- _EXERCISE PASSAGE_:
###
A Twitter conversation last night reminded me that I meant to do a little more digging into car ownership to find out if millennials are really less likely to own cars than previous generations. For starters, here’s overall car ownership:

Starting around 2003, car ownership rates started to level off for an obvious reason: we had hit a rate of nearly one vehicle for every adult in the country. There just wasn’t much higher to go. Then, when the Great Recession started in 2009, car ownership dipped modestly.

Now here’s the rate of householders (owners + renters) who are car-free:

We have more recent data here, so we can see that car-free living went up during the Great Recession but then dipped back down when the economy picked up. The recession hit young people worse than the middle-aged, so a sizeable gap had opened up by 2011. That gap narrowed a bit by 2016 as people started buying cars again, but it was still bigger than it was in 2005. Young people weren’t giving up their car-free status quite as quickly as everyone else.

Is that because more millennials had decided to give up on cars? Or because millennials were hit harder by the recession and didn’t recover as quickly? Here’s a Fed study that looks into that question:

The far right column shows the change in car ownership. The number for millennials is slightly higher than the others, but they’re all very close to zero, which suggests no change by age group once you control for income. In other words, millennials have reduced their car ownership slightly, but mainly because they were harder hit by the recession.

Overall, I’d say the evidence suggests, at most, a very slight decline in millennial preference for cars. The notion that they’ve given up on cars in favor of bicycles and mass transit just isn’t true.

So why is this so commonly asserted? At a guess, it’s because the people who write about it mostly live in large cities, where it’s common to be carless—and became even more common during the recession. That led to lots of feature stories about young people who don’t even have driver’s licenses anymore, and eventually to a vague conviction there was some kind of trend here. Not only was this an overreaction to something that was mostly a symptom of the recession, but it’s also a bit of a “no one I know voted for Nixon” thing. Even if millennials in New York and San Francisco are driving less, that’s only a tiny fraction of the whole country. When you broaden your focus, there’s really nothing much going on.
###
- _RECORD SET_:
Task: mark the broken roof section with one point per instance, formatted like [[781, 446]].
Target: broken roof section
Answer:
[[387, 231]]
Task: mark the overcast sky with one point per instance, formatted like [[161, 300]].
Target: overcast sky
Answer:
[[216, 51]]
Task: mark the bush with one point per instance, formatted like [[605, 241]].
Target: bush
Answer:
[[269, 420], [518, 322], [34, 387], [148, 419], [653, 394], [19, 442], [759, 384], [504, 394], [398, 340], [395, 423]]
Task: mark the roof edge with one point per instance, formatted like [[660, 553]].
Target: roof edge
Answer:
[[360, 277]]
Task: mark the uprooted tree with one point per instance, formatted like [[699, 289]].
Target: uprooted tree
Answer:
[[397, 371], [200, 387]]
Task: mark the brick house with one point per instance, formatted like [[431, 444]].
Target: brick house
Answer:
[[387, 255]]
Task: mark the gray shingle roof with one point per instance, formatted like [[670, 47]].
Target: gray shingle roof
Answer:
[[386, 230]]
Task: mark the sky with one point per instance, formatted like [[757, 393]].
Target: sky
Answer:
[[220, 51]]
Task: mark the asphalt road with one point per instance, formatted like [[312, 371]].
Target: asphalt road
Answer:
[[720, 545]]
###
- _TASK PROMPT_: In the piece on millennial car ownership, rewrite the part between "We have more" and "as everyone else.", inclusive, changing "gap" to "difference".

- _RESPONSE FOR THIS EXERCISE_:
We have more recent data here, so we can see that car-free living went up during the Great Recession but then dipped back down when the economy picked up. The recession hit young people worse than the middle-aged, so a sizeable difference had opened up by 2011. That difference narrowed a bit by 2016 as people started buying cars again, but it was still bigger than it was in 2005. Young people weren’t giving up their car-free status quite as quickly as everyone else.